═══ GIVEN TEXT ═══

But that's not because I didn't hold back because I didn't want to be attacked.
And beyond the kind of coke party vibe about how he's talking, if you pay attention to what he's saying, he's essentially telling the audience that he's been lying to them this whole time.
This actually seems a little bit more self-aware than I generally imagine that he is about this stuff.
It's time for the mask off battle.
Alex's career has been about creating a big tent.
And the way that he did that was appealing to people who weren't primarily motivated by bigotry with conspiracies and pretending to fight for some ideal of the Constitution.
Dumb Nazis would love to revel in yelling about how Alex works for the Jews or something like that.
But the more strategic ones always viewed Alex as a net positive because of exactly what he's saying here.
He created the big tent.
He was the funnel that moved normal people far enough to the extreme right that they could be swayed even further once they became disillusioned with him and what the info war has to offer.
Alex was helping create the army and mainstreaming the pathways that led people to being Nazis.
And one of the essential aspects of doing that was to differentiate himself from them.
He couldn't be the bridge between normal people and Nazis if he was a Nazi himself.
So he had to be different.
In service of making this appearance, he created the image that the Nazi folks were caught up in saying that the only evil that existed in the world was because of the Jews.
Whereas he thought that there was a bigger picture.
There were many evils and sources of evil in the world.
So, so yeah, you gotta, you have to take him down.
Even if I like him, that's also my weakness.
My weakness is saying, like, in part of the intro, you know, I think he's probably bullshit, but two weeks after his dad died, he brought me out there and we talked.
It has been certainly a strange couple of weeks with everything that's gone on.
And, you know, I've seen people characterize it on Twitter, the sort of feud that's been going on with Candace, with Tucker, with Elon, with all these different figures.
And I don't know that you would characterize it this way, but I've seen other people say this.
They say it's infighting.
And I don't really like that term because I don't think it does justice to what actually took place, which is that you and I were both really on top of this back in June.
There was a war in Iran.
It really all goes back to this, at least for me.
And I think, you know, you asked me to kind of take the 20,000-foot view, the 30,000-foot view.
To me, the 30,000-foot view has so much to do with the populist movement, with Trump, and with the situation in Iran as it has unfolded over the past few years.
So going back to June, you and I were on this.
I was doing these big streams covering the war.
I did your show.
You were doing huge streams covering the war in Iran.
It was blowing up.
I do this show with Candace Owens, who I've had a little drama with her in the past.
You don't have the baggage of like how you got there.
Right.
So if I was going to start in media res, the moment that fucking Tucker, Candace, and Elon all three started saying my name, I'd be like, fuck you, idiots.

═══

JOB 1:
Please answer these questions about the transcript:
(a) What has Alex's career been about?
(b) Which term, used by others for the feud, does the speaker say they don't really like?
(c) In which month does the speaker say the two of them were really on top of this?

═══ MATERIAL ═══

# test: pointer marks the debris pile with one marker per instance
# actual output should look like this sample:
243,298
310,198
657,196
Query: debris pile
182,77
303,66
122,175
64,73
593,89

═══

JOB 2: Duplicate all of the rows above exactly, line for line.

FULL ANSWER 1:
(a) Creating a big tent.
(b) Infighting.
(c) June.

FULL ANSWER 2:
# test: pointer marks the debris pile with one marker per instance
# actual output should look like this sample:
243,298
310,198
657,196
Query: debris pile
182,77
303,66
122,175
64,73
593,89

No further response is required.